Transcribe the lines of the records starting with the one that has "white wall -> point" in it and ending with the last, and transcribe nothing else.

===============

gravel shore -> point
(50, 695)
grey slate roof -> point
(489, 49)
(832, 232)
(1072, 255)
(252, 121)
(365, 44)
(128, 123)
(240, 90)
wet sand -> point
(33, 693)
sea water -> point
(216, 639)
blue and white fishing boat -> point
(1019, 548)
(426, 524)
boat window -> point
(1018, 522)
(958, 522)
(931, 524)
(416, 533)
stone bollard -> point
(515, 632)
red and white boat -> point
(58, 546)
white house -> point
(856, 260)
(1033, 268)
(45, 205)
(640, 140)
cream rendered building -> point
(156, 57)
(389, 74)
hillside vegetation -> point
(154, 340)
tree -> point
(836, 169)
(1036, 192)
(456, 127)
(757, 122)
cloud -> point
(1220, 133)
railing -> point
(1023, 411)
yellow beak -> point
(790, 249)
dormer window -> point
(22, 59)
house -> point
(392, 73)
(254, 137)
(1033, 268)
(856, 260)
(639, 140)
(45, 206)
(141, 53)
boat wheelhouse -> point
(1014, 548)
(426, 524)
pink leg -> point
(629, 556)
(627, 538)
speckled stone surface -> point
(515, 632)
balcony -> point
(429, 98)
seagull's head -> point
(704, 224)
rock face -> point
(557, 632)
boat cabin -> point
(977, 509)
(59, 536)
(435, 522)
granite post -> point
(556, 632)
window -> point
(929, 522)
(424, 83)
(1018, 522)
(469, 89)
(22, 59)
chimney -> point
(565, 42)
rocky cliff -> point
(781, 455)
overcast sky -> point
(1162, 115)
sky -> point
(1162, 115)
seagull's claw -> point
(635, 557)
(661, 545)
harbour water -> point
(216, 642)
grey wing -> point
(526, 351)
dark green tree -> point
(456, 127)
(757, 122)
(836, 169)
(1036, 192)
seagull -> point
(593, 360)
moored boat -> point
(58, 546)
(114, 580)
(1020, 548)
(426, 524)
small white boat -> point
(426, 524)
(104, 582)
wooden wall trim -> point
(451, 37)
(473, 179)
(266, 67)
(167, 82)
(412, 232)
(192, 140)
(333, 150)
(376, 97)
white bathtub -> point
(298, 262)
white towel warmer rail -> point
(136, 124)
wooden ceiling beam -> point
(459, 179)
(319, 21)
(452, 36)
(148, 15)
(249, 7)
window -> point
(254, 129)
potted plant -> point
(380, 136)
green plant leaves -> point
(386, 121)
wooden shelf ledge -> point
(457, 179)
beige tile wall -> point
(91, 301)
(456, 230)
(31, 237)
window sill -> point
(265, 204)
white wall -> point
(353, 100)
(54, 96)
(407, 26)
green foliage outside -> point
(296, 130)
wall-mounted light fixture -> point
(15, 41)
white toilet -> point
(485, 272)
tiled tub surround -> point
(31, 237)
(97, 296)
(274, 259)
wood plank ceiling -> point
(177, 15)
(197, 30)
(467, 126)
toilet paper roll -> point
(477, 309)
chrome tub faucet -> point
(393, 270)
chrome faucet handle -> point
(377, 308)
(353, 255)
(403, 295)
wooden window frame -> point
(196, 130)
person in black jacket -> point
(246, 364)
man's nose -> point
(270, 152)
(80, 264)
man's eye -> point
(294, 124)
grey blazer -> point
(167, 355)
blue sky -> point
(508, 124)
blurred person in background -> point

===============

◆ TASK ANSWER:
white wall -> point
(353, 100)
(54, 96)
(407, 26)
green foliage outside -> point
(296, 130)
wall-mounted light fixture -> point
(15, 41)
white toilet -> point
(485, 272)
tiled tub surround -> point
(31, 237)
(97, 296)
(274, 259)
wood plank ceiling -> point
(177, 15)
(197, 30)
(467, 126)
toilet paper roll -> point
(477, 309)
chrome tub faucet -> point
(393, 270)
chrome faucet handle -> point
(377, 308)
(353, 255)
(403, 295)
wooden window frame -> point
(196, 130)
person in black jacket -> point
(246, 364)
man's nose -> point
(270, 152)
(80, 264)
man's eye -> point
(294, 124)
grey blazer -> point
(167, 355)
blue sky -> point
(508, 124)
blurred person in background -> point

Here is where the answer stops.